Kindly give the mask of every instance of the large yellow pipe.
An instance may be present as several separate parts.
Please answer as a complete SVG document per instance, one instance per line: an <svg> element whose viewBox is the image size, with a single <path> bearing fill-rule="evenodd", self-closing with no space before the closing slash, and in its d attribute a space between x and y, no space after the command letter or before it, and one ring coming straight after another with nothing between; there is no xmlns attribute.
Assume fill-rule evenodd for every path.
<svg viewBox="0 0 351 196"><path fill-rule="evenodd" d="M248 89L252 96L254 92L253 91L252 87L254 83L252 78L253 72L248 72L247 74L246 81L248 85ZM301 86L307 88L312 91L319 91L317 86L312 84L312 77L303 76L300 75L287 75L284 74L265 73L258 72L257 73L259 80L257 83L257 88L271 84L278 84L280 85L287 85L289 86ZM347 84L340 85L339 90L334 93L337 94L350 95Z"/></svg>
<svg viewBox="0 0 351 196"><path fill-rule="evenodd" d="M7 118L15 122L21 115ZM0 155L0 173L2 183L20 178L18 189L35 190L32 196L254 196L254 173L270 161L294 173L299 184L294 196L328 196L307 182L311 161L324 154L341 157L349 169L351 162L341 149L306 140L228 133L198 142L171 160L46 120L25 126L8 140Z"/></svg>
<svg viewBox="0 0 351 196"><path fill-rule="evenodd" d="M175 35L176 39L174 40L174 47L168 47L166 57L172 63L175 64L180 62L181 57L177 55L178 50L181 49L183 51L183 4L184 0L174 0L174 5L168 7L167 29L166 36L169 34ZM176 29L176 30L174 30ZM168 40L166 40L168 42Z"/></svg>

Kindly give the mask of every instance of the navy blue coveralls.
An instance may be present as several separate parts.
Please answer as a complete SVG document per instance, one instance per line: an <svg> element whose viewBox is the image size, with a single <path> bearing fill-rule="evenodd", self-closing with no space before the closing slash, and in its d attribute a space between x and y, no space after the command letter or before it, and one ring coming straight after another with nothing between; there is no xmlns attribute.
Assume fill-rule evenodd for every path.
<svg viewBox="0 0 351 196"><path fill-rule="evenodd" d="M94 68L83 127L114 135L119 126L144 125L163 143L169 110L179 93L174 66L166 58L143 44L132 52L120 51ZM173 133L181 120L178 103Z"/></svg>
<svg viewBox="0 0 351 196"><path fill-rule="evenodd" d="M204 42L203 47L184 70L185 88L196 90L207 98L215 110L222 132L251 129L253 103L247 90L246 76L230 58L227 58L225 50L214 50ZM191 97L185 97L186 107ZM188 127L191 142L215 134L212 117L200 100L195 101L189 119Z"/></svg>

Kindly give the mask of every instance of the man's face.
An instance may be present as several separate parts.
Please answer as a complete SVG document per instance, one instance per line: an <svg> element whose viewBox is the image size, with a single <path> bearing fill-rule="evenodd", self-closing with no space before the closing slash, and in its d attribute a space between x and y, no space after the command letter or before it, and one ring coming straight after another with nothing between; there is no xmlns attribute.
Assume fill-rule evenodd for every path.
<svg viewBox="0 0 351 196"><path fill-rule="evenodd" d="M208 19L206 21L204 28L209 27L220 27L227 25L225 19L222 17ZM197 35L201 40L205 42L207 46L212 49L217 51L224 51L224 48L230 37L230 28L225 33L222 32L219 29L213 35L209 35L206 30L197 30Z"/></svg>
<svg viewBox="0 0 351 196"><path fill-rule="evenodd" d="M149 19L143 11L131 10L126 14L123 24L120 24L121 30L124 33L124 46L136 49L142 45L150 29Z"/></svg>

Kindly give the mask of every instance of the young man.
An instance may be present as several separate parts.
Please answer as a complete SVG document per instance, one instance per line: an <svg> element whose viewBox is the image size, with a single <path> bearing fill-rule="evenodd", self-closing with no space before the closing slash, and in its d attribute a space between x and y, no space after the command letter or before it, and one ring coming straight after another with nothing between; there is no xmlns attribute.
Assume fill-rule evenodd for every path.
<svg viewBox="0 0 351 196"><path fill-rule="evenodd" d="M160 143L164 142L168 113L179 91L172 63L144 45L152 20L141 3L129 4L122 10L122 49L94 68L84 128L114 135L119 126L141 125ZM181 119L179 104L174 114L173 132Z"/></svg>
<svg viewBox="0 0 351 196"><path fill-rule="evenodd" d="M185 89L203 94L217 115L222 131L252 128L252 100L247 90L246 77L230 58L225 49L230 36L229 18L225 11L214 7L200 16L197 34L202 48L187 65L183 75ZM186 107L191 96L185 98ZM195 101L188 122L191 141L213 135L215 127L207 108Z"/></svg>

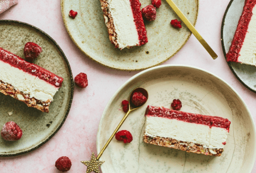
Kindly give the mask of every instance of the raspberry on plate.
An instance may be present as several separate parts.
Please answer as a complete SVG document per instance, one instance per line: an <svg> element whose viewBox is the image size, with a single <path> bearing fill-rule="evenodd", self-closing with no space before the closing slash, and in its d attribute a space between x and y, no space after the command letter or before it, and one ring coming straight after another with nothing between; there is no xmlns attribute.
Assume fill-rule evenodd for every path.
<svg viewBox="0 0 256 173"><path fill-rule="evenodd" d="M118 141L123 141L125 144L130 143L133 141L133 136L129 131L122 130L118 132L115 135Z"/></svg>
<svg viewBox="0 0 256 173"><path fill-rule="evenodd" d="M55 162L56 167L61 172L67 172L72 165L69 158L65 156L60 157Z"/></svg>
<svg viewBox="0 0 256 173"><path fill-rule="evenodd" d="M156 18L156 8L152 5L150 5L142 9L142 16L147 21L155 20Z"/></svg>
<svg viewBox="0 0 256 173"><path fill-rule="evenodd" d="M80 73L75 78L75 83L80 88L85 88L88 85L87 75L84 73Z"/></svg>
<svg viewBox="0 0 256 173"><path fill-rule="evenodd" d="M26 60L32 62L39 56L39 54L42 52L42 48L35 43L28 42L24 47L23 52Z"/></svg>
<svg viewBox="0 0 256 173"><path fill-rule="evenodd" d="M6 141L17 141L22 136L22 130L14 121L6 123L1 130L1 136Z"/></svg>

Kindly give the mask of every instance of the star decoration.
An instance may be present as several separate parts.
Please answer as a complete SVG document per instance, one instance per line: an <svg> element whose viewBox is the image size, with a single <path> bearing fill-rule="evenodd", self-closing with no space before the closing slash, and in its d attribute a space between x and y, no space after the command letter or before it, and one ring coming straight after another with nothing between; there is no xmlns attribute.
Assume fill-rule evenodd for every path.
<svg viewBox="0 0 256 173"><path fill-rule="evenodd" d="M96 173L100 173L98 167L101 165L105 161L100 161L96 159L94 153L92 153L90 161L81 161L83 164L87 166L86 173L90 173L94 171Z"/></svg>

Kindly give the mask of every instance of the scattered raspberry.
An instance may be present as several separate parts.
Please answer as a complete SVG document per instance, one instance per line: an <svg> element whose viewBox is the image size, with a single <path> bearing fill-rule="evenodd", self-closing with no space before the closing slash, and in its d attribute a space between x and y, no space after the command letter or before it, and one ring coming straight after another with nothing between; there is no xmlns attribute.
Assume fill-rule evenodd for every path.
<svg viewBox="0 0 256 173"><path fill-rule="evenodd" d="M30 62L36 58L41 52L41 47L33 42L28 42L24 47L24 56L26 60Z"/></svg>
<svg viewBox="0 0 256 173"><path fill-rule="evenodd" d="M69 158L65 156L60 157L55 162L56 167L61 172L67 172L72 165Z"/></svg>
<svg viewBox="0 0 256 173"><path fill-rule="evenodd" d="M180 110L182 107L181 102L179 99L174 99L172 101L171 106L174 108L174 110Z"/></svg>
<svg viewBox="0 0 256 173"><path fill-rule="evenodd" d="M131 98L131 102L137 107L147 102L147 98L141 92L135 92Z"/></svg>
<svg viewBox="0 0 256 173"><path fill-rule="evenodd" d="M130 143L133 141L133 136L129 131L123 130L115 133L115 138L118 141L123 141L125 144Z"/></svg>
<svg viewBox="0 0 256 173"><path fill-rule="evenodd" d="M161 0L151 0L151 4L158 9L161 6L162 2Z"/></svg>
<svg viewBox="0 0 256 173"><path fill-rule="evenodd" d="M77 12L75 11L72 10L69 11L69 16L71 16L72 18L75 19L77 15Z"/></svg>
<svg viewBox="0 0 256 173"><path fill-rule="evenodd" d="M3 125L1 136L7 141L17 141L21 138L22 130L15 122L10 121Z"/></svg>
<svg viewBox="0 0 256 173"><path fill-rule="evenodd" d="M181 22L179 21L177 19L172 20L171 21L171 24L175 28L181 28Z"/></svg>
<svg viewBox="0 0 256 173"><path fill-rule="evenodd" d="M79 87L83 88L88 85L87 75L84 73L80 73L75 78L75 83Z"/></svg>
<svg viewBox="0 0 256 173"><path fill-rule="evenodd" d="M156 18L156 8L152 5L143 8L141 12L142 16L147 21L155 20Z"/></svg>

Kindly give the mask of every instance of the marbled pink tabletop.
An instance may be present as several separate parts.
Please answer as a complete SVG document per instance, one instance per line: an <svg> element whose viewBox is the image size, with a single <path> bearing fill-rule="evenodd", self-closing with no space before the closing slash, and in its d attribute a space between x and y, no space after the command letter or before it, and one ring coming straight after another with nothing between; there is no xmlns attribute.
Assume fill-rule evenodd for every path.
<svg viewBox="0 0 256 173"><path fill-rule="evenodd" d="M230 85L241 96L256 122L256 94L242 85L233 75L224 57L221 26L229 1L200 1L196 28L218 58L213 60L192 35L185 46L164 64L184 64L209 71ZM103 110L115 91L139 71L110 69L87 58L70 39L63 23L60 0L19 1L0 15L0 20L15 20L29 23L51 36L68 59L74 76L84 72L89 85L75 88L69 114L60 130L36 150L19 156L0 158L1 172L60 172L55 163L61 156L72 162L68 172L85 172L81 161L90 159L96 152L96 135ZM75 137L74 137L75 136ZM73 136L71 138L71 136ZM75 140L74 140L74 138ZM252 172L256 172L256 164Z"/></svg>

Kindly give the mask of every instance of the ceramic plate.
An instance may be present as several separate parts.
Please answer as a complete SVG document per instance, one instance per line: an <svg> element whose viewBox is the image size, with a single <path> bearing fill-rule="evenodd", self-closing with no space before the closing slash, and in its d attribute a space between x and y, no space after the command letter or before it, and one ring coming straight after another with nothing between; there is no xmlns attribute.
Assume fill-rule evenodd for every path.
<svg viewBox="0 0 256 173"><path fill-rule="evenodd" d="M137 87L148 92L145 105L132 112L121 129L133 136L128 144L113 139L101 161L104 173L251 172L256 158L255 128L244 102L225 82L203 69L183 65L163 65L130 78L114 94L100 123L97 138L99 153L125 115L122 100ZM221 157L189 153L143 142L147 105L170 108L174 99L181 111L220 116L231 121L227 144Z"/></svg>
<svg viewBox="0 0 256 173"><path fill-rule="evenodd" d="M22 137L17 141L6 141L0 137L0 156L11 156L38 148L60 128L71 106L73 83L68 60L47 34L30 24L13 20L0 20L0 47L22 58L27 42L39 44L43 51L34 63L64 78L48 113L0 93L0 128L6 122L13 121L23 130Z"/></svg>
<svg viewBox="0 0 256 173"><path fill-rule="evenodd" d="M233 40L245 0L231 0L226 10L221 26L221 43L225 57ZM247 88L256 92L256 67L228 62L228 64L237 78Z"/></svg>
<svg viewBox="0 0 256 173"><path fill-rule="evenodd" d="M195 25L198 0L174 1ZM151 1L140 2L144 7ZM71 39L88 57L112 68L136 70L166 61L181 48L191 34L183 24L180 29L171 27L171 20L179 18L166 1L162 3L156 10L156 19L145 23L148 42L142 47L122 50L115 49L109 41L100 0L61 0L61 12ZM75 19L68 16L71 10L78 12Z"/></svg>

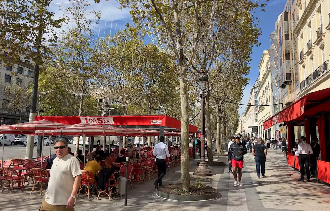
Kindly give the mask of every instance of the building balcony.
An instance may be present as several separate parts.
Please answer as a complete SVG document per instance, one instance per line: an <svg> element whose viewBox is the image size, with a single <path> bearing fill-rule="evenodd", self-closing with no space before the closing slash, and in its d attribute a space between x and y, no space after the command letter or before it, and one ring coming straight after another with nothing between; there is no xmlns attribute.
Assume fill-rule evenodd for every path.
<svg viewBox="0 0 330 211"><path fill-rule="evenodd" d="M300 90L302 90L316 80L325 73L329 70L329 61L326 61L315 71L312 73L306 79L300 83Z"/></svg>
<svg viewBox="0 0 330 211"><path fill-rule="evenodd" d="M316 40L314 42L315 45L318 45L322 43L325 37L325 33L323 32L322 30L322 24L321 24L317 30L316 30Z"/></svg>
-- -- --
### 任务说明
从材料第一行开始照原样抄录，抄到含有"35L176 39L174 40L174"的那一行为止，首尾两行都要包括在内。

### 回答
Kindly give the mask of every instance of the large yellow pipe.
An instance may be present as several separate parts.
Please answer as a complete SVG document per instance, one instance per line: an <svg> element whose viewBox is the image size, with a single <path> bearing fill-rule="evenodd", self-closing with no space before the closing slash, and in its d attribute a space between x and y, no space after the command letter or before it, and one ring coming straight after another with nothing between; there is no xmlns attribute.
Assume fill-rule evenodd for every path.
<svg viewBox="0 0 351 196"><path fill-rule="evenodd" d="M248 89L252 96L254 92L253 91L252 87L254 83L252 78L253 72L248 72L247 74L246 81L248 85ZM301 86L307 88L312 91L319 91L317 86L312 84L312 77L303 76L300 75L287 75L284 74L265 73L258 72L257 73L259 80L257 83L257 88L271 84L278 84L280 85L287 85L289 86ZM347 84L340 85L339 90L334 93L337 94L350 95Z"/></svg>
<svg viewBox="0 0 351 196"><path fill-rule="evenodd" d="M7 118L15 122L21 115ZM0 155L0 173L2 183L20 178L18 189L35 190L32 196L254 196L254 173L270 161L294 173L299 184L294 196L328 196L307 182L311 161L324 154L341 157L349 169L351 162L341 149L306 140L228 133L198 142L171 160L46 120L25 126L8 140Z"/></svg>
<svg viewBox="0 0 351 196"><path fill-rule="evenodd" d="M175 35L176 39L174 40L174 47L168 47L166 57L172 63L175 64L180 62L181 57L177 55L178 50L181 49L183 51L183 4L184 0L174 0L174 5L168 7L167 29L166 36L169 34ZM176 29L176 30L174 30ZM168 40L166 40L168 42Z"/></svg>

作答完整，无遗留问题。